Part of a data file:
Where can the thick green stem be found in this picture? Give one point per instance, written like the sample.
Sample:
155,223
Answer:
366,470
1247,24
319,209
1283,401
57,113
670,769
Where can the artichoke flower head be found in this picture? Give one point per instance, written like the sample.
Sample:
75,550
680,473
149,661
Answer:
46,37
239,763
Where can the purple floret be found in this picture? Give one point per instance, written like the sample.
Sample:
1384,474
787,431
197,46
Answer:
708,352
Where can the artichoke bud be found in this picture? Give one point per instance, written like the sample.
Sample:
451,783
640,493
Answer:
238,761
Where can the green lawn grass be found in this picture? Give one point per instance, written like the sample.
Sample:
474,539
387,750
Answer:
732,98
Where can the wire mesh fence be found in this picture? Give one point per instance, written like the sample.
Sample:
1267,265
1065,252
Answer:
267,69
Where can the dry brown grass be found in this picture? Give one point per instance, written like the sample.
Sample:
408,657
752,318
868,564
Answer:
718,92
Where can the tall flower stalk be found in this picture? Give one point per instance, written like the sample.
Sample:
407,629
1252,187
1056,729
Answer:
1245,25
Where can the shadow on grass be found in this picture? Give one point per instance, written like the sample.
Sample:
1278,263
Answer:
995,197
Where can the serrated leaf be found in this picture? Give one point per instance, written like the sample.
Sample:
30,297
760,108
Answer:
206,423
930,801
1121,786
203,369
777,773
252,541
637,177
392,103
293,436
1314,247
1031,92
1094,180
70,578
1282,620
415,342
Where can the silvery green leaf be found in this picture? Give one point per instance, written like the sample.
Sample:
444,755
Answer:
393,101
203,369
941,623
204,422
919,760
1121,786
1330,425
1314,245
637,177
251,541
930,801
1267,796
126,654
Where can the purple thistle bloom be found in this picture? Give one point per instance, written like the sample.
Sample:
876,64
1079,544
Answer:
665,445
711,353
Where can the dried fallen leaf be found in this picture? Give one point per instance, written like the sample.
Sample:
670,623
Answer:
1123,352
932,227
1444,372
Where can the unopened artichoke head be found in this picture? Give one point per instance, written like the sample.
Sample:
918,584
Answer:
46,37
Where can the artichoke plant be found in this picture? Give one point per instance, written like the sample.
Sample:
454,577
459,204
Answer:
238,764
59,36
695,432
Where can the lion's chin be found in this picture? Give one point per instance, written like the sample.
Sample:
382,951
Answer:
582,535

--

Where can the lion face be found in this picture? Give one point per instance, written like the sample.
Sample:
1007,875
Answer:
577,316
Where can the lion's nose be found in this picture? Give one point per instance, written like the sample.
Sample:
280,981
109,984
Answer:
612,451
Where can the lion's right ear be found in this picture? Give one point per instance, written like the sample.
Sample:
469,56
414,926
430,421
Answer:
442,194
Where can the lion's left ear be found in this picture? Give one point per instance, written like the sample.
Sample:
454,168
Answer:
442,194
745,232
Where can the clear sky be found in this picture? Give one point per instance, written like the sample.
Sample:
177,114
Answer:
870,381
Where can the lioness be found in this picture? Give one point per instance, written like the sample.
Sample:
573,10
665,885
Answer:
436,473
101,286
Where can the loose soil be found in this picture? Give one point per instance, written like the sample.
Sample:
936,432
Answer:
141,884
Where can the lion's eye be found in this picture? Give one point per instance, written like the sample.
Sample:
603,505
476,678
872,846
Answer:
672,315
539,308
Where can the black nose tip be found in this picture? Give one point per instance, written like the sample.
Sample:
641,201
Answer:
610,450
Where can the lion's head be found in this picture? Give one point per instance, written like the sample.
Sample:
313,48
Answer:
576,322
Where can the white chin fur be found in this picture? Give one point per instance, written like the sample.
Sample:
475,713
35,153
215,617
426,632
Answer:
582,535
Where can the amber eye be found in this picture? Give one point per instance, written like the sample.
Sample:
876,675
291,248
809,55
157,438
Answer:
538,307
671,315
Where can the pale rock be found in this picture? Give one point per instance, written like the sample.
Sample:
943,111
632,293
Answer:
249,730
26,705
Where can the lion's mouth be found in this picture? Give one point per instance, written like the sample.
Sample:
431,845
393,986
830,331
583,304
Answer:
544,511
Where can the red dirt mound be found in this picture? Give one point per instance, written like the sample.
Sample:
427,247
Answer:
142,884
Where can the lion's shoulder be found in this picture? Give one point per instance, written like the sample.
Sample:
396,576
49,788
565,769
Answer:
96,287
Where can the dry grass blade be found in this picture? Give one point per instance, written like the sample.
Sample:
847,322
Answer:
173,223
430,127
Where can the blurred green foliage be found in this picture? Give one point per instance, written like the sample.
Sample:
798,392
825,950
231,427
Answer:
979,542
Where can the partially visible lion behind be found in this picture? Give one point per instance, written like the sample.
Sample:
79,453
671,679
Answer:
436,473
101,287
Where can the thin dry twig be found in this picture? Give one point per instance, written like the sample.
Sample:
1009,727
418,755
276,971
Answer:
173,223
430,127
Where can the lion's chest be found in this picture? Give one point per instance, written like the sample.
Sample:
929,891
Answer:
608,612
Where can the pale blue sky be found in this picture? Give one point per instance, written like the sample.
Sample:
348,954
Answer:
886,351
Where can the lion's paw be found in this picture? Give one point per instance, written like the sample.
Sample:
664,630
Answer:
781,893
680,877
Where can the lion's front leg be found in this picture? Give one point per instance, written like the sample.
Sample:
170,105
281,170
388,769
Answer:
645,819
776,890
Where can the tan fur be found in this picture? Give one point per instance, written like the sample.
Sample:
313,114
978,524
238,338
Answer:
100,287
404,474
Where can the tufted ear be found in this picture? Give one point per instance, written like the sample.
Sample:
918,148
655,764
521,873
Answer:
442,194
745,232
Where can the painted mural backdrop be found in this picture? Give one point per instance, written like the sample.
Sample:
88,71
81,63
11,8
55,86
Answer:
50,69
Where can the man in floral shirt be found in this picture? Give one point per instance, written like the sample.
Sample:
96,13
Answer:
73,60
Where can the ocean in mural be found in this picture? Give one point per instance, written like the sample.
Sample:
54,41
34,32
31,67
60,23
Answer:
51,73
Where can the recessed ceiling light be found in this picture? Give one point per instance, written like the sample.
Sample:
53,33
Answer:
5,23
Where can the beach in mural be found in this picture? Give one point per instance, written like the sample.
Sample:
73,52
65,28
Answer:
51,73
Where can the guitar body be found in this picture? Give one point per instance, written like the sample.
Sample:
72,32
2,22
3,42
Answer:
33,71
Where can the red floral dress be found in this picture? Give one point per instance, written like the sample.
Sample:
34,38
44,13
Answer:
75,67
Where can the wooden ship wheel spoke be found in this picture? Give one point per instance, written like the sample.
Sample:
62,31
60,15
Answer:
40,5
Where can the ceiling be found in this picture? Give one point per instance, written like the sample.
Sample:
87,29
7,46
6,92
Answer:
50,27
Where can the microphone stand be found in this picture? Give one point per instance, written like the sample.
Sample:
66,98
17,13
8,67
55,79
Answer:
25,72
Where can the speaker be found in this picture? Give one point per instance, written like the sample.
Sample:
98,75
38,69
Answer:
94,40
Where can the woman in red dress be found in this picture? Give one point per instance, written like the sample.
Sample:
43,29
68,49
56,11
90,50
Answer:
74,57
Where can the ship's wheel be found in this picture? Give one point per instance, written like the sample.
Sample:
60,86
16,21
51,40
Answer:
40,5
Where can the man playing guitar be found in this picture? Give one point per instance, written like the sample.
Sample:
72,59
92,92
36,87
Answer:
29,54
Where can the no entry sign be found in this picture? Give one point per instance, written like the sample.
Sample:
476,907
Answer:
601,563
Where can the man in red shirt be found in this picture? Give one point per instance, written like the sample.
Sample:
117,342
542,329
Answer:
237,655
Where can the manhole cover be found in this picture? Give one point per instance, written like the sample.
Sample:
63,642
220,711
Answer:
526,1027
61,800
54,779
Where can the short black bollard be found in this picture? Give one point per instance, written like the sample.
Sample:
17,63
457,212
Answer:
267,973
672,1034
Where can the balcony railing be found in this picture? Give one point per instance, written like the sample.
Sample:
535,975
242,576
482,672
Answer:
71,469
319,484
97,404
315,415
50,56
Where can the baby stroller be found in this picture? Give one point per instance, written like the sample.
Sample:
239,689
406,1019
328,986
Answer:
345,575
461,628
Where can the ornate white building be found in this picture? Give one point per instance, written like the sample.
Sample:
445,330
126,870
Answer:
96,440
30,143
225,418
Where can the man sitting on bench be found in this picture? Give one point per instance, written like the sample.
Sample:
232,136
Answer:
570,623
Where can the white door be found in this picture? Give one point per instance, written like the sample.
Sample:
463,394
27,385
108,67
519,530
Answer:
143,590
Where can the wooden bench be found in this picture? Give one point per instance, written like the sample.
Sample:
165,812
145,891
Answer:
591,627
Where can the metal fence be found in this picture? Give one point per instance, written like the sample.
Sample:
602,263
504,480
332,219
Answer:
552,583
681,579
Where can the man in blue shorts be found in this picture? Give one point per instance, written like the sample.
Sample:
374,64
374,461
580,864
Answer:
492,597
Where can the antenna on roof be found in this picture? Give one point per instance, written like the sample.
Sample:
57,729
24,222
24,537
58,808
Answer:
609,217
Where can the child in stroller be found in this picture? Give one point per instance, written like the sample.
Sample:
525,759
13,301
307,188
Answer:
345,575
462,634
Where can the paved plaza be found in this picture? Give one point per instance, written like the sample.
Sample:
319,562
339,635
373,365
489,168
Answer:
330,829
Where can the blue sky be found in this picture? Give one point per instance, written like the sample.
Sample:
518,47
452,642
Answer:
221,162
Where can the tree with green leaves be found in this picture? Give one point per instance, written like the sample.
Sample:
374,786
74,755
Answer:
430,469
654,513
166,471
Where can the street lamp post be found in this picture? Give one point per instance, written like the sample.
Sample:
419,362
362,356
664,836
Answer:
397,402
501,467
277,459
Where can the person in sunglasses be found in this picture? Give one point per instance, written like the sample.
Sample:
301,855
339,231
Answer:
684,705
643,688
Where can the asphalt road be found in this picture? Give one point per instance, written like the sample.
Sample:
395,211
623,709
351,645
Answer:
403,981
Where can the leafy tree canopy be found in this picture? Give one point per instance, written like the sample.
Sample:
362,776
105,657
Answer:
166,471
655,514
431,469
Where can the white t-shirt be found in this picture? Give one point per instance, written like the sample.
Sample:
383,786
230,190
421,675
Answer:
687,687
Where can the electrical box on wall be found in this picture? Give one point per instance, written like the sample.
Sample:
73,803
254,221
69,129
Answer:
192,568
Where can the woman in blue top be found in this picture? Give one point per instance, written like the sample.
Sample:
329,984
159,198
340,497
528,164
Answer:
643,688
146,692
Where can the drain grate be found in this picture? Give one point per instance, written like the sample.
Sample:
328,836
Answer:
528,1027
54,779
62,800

**Goal:**
Report how many lines above contain the string "fence", counting case-sensitively. Give only the number.

**Response:**
2